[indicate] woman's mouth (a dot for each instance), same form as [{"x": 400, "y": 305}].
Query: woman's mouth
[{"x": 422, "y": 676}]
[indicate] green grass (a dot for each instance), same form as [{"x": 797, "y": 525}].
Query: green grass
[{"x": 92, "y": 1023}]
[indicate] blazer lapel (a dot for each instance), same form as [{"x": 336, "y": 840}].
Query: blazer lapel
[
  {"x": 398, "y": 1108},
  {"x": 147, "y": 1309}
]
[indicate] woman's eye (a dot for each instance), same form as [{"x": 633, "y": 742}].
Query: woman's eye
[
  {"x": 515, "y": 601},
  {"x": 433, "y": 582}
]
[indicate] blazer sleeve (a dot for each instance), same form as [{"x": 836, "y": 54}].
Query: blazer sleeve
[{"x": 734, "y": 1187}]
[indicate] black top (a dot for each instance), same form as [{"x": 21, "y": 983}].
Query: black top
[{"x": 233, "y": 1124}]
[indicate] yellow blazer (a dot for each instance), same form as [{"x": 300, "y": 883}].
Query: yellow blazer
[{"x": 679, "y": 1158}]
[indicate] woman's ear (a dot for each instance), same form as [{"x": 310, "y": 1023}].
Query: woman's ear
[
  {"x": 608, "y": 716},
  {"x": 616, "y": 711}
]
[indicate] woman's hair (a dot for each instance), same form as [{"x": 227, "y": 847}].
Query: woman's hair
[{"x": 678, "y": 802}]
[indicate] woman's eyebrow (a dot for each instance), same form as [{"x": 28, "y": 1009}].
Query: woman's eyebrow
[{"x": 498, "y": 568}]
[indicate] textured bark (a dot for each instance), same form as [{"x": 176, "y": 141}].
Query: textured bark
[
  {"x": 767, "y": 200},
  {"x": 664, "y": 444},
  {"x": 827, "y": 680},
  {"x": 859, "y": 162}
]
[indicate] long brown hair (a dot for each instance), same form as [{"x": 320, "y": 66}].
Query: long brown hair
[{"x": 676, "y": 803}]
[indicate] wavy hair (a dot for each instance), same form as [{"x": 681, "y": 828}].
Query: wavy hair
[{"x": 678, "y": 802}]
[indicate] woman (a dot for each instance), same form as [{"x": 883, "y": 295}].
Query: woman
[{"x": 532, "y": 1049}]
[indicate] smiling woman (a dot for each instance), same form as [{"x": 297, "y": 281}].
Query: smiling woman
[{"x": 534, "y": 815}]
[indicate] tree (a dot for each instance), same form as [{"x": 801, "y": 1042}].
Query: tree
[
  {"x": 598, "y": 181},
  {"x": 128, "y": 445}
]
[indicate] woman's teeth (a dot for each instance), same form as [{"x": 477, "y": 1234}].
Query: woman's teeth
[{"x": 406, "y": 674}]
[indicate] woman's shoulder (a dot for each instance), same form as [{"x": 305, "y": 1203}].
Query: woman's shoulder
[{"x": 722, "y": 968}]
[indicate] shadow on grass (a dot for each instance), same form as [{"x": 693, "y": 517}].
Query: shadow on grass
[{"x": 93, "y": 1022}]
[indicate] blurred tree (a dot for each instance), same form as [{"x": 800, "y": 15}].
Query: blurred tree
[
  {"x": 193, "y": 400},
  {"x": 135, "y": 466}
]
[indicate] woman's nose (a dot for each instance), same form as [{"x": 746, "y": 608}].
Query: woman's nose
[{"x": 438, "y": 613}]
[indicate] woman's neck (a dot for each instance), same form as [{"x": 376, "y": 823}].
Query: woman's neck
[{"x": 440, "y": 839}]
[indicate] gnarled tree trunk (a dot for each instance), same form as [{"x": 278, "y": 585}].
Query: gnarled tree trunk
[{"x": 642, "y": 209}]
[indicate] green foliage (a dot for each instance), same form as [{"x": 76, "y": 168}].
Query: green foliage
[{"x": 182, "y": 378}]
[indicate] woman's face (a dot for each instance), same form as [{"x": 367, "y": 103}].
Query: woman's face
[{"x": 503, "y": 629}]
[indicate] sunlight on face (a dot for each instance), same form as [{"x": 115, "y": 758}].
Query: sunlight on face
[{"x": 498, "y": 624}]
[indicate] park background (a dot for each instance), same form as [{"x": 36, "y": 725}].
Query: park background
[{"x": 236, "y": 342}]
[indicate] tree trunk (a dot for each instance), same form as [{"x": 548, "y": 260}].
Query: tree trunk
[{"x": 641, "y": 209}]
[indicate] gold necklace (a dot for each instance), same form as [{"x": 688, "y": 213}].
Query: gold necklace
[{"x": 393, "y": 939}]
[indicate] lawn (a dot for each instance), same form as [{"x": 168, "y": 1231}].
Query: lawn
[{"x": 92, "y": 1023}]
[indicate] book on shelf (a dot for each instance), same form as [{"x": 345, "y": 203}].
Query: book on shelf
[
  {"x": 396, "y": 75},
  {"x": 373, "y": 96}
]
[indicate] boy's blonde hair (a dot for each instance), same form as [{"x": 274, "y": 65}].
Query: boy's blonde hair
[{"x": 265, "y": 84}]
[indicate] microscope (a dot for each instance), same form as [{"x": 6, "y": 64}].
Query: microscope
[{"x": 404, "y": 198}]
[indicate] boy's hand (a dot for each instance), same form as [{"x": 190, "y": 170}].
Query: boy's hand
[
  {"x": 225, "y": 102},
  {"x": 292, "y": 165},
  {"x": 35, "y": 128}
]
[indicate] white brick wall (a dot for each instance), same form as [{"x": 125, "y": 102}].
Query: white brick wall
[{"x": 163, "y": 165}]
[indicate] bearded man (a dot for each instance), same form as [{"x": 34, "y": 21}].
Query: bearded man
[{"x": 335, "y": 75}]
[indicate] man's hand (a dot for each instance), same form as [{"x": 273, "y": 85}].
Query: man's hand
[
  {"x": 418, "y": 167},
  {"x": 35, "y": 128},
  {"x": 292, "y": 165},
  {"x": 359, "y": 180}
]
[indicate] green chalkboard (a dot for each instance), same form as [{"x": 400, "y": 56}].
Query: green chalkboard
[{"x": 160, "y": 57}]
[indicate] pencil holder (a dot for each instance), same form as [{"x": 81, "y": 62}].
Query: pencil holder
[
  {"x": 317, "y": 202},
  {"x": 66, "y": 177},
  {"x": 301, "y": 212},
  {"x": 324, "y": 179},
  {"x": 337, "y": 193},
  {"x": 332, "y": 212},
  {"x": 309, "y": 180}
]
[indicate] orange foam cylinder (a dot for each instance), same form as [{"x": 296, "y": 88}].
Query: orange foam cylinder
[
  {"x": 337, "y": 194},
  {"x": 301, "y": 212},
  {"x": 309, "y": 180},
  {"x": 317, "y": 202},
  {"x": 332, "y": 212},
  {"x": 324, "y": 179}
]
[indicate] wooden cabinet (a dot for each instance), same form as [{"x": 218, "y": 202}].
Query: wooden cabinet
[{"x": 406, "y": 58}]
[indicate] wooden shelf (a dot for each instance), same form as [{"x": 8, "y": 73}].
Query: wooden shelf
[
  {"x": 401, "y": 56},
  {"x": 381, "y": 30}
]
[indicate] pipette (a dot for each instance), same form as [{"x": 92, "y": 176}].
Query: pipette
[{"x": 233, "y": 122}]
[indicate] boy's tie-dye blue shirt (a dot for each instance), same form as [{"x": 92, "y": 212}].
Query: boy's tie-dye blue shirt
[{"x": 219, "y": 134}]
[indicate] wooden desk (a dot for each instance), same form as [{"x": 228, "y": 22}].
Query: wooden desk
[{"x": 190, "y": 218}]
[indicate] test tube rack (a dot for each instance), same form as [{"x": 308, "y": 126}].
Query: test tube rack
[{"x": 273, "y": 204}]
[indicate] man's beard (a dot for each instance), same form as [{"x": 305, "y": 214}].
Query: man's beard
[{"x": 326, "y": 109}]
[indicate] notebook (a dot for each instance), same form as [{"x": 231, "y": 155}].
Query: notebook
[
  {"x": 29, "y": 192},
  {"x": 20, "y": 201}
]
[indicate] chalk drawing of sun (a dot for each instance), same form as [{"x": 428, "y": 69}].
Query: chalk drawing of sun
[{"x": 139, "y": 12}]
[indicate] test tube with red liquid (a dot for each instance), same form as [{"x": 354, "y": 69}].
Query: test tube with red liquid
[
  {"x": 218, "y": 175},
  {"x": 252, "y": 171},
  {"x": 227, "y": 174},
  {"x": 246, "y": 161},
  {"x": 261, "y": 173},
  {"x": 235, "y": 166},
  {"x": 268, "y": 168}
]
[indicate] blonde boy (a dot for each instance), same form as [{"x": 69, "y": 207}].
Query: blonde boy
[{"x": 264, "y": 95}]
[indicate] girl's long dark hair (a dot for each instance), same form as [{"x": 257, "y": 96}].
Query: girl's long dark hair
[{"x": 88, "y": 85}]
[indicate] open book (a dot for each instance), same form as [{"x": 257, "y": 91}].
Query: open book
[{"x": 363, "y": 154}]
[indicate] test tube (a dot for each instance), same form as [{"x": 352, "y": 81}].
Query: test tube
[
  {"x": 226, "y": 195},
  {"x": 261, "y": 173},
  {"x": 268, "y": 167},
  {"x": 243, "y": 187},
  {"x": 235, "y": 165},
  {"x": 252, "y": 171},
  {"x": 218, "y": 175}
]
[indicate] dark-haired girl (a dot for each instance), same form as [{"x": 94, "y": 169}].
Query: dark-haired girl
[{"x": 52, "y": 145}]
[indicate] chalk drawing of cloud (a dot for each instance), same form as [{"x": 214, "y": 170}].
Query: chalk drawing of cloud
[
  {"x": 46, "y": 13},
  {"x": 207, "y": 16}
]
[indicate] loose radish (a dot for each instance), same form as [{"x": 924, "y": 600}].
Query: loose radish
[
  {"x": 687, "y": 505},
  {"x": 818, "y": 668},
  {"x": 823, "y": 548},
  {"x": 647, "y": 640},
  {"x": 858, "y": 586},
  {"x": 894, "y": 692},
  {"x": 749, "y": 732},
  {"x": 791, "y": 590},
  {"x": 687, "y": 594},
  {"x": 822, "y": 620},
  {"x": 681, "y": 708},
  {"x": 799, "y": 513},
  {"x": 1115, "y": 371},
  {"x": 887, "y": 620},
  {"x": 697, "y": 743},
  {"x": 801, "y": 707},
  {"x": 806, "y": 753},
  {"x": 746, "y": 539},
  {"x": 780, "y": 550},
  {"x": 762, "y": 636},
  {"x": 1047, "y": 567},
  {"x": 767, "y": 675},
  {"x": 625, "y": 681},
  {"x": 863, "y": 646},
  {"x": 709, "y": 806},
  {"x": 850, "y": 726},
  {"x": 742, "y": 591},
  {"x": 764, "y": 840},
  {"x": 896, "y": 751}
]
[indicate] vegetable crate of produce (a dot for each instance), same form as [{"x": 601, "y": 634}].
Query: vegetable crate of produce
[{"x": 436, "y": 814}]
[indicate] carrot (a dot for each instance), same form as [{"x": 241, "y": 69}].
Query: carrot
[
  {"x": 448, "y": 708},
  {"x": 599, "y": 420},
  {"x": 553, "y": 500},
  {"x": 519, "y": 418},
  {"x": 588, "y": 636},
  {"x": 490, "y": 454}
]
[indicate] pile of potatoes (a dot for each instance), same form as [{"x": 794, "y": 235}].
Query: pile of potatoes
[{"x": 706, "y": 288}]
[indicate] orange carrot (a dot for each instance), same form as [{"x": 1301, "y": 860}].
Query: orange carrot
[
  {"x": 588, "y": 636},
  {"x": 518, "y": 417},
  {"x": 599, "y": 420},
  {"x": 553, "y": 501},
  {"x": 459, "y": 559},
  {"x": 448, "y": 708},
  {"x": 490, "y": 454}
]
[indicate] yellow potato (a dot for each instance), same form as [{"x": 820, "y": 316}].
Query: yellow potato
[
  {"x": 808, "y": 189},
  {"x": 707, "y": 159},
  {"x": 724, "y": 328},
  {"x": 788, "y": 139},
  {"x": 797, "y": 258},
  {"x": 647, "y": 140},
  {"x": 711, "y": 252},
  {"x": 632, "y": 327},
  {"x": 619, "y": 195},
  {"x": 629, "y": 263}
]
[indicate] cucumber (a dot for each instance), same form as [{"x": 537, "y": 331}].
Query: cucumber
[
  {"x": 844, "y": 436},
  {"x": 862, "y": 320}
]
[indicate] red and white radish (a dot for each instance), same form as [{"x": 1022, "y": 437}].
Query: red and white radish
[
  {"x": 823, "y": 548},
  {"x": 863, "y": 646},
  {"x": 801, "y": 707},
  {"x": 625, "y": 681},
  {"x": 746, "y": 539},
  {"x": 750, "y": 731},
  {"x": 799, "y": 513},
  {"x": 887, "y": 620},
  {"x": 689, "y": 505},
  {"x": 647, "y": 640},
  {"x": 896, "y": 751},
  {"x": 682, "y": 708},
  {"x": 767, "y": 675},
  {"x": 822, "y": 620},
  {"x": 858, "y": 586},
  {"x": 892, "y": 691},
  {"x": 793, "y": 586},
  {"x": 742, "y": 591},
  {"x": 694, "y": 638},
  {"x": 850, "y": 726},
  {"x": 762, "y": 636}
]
------------------------
ИНСТРУКЦИЯ К ЗАДАНИЮ
Отредактируйте записи, начиная со строки, в которой стоит "[indicate] cucumber (a", и заканчивая концом записей: замените "radish" на "turnip", а всё остальное оставьте без изменений.

РАЗОБРАННЫЙ ОТВЕТ
[indicate] cucumber (a dot for each instance), same form as [{"x": 537, "y": 331}].
Query: cucumber
[
  {"x": 844, "y": 436},
  {"x": 862, "y": 320}
]
[indicate] red and white turnip (a dot for each instance), same form as [{"x": 1022, "y": 437}].
Query: red and white turnip
[
  {"x": 823, "y": 548},
  {"x": 863, "y": 646},
  {"x": 801, "y": 707},
  {"x": 625, "y": 681},
  {"x": 746, "y": 539},
  {"x": 750, "y": 731},
  {"x": 799, "y": 513},
  {"x": 887, "y": 620},
  {"x": 689, "y": 505},
  {"x": 647, "y": 640},
  {"x": 896, "y": 751},
  {"x": 682, "y": 708},
  {"x": 767, "y": 675},
  {"x": 822, "y": 620},
  {"x": 858, "y": 586},
  {"x": 892, "y": 691},
  {"x": 793, "y": 586},
  {"x": 742, "y": 591},
  {"x": 694, "y": 638},
  {"x": 850, "y": 726},
  {"x": 762, "y": 636}
]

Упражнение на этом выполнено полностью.